Requirement 1: List the column headings of the sample table in the post about repeating print headers.
Requirement 2: According to the post about repeating print headers, in what order does the action sort the list before returning the view?
Requirement 3: Resume the post about repeating print headers, starting right after its final sentence.

Extract:
————————
Print Headers on each page Print.CSS

I have a view that takes a List of objects.
So for example, if I had a List of people.. put in order by where they were located and the division they were in like so:
| ID | Name | Location | Division | Age |
--------------------------------------------------------------
1 John Building1 Finance 25
2 Alex Building1 Finance 30
3 Chris Building2 ISS 22
4 Justin Building1 Human Resources 41
5 Mary Building2 Accounting 43
6 Ian Building1 Human Resources 27
7 John Building1 Finance 35
So my action return statement looks like this:
lstOfPersonnel = lstOfPersonnel.OrderBy(x => x.Location).ThenBy(x => x.Division).ThenBy(x => x.Name).ToList();
return View(lstOfPersonnel);
In my View I have this:
<table class="table table-bordered no-border">
#foreach (var item in Model)
{
if ((Model.IndexOf(item) == 0) || ((Model.IndexOf(item) != 0) && (!item.Building.Equals(Model.ElementAt(Model.IndexOf(item) - 1).Building) || !item.Division.Equals(Model.ElementAt(Model.IndexOf(item) - 1).Division))))
{
<thead>
<tr>
<th><b>#item.Building</b></th>
<th><b>#item.Division</b></th>
</tr>
<tr class="no-display"></tr>
<tr>
<th>Name</th>
</tr>
<tr>
<th>Age</th>
</tr>
</thead>
<tbody>
<tr>
<td>
#Html.DisplayFor(modelItem => item.Name)
</td>
<td>
#Html.DisplayFor(modelItem => item.Age)
</td>
</tr>
</tbody>
}
else
{
<tbody>
<tr>
<td>
#Html.DisplayFor(modelItem => item.Name)
</td>
<td>
#Html.DisplayFor(modelItem => item.Age)
</td>
</tr>
</tbody>
}
}
</table>
Now, when I print preview this, it puts everybody that is in the same building and division under their respective header. However, the very first <thead> element.. lets say for this example would be Building1 and Finance due to the .OrderBy.... is shown on every page over top of the next Building.
————————
Dataset records:

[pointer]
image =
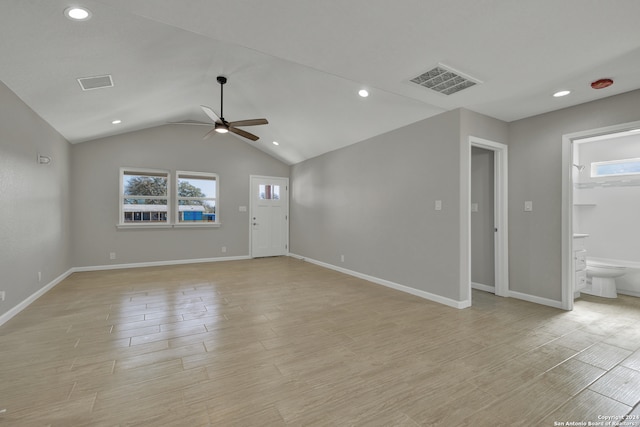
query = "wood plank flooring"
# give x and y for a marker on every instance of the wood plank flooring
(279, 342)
————————
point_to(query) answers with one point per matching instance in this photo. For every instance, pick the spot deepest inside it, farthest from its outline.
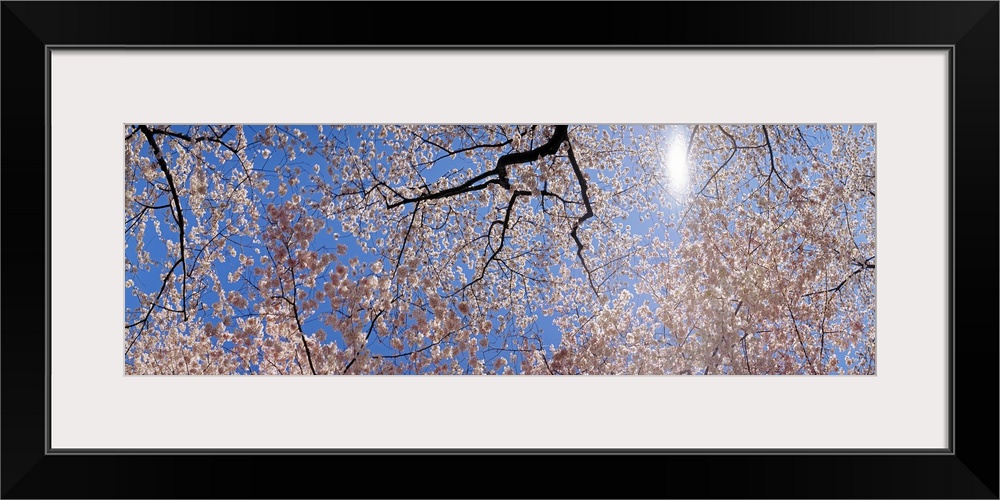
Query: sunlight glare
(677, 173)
————————
Written reply 1: ID, Name, Location, Division, Age

Written reply 2: It sorts by Location, then by Division, then by Name.

Written reply 3:
So for a visual this is what it looks like when I print preview:
Page 1:
// Perfect Render
Building1 | Finance
Name | Age
Alex 30
John 35
John 25
Page 2:
// Repeat of Page 1's headers
Building1 | Finance
Name | Age
Building1 | Human Resources
Name | Age
Ian 27
Justin 41
Page 3:
// Repeat of Page 1's headers
Building1 | Finance
Name | Age
Building2 | Accounting
Name | Age
Mary 43
Page 4:
// Repeat of Page 1's headers
Building1 | Finance
Name | Age
Building2 | ISS
Name | Age
Chris 43

Try creating the table inside the for-loop, so that the loop creates a new table on every loop, instead of just the head and body. So I think this is happening:
<table>
<thead>
...
</thead>
<tbody>
...
</tbody>
<thead>
...
</thead>
<tbody>
...
</tbody>
instead of this
<table>
<thead>
...
</thead>
<tbody>
...
</tbody>
</table>
<table>
<thead>
...
</thead>
<tbody>
...
</tbody>
</table>
So what is happening is that you only have 1 table, and it is printing each head inside of that table at the top of each page, because the table is going over to the next page. With multiple tables, it only contains on head, so that head will print on top of a new page every time that table floats over to the next page.
You can then just do your if before every tbody because it looks like the head stays the same in every table.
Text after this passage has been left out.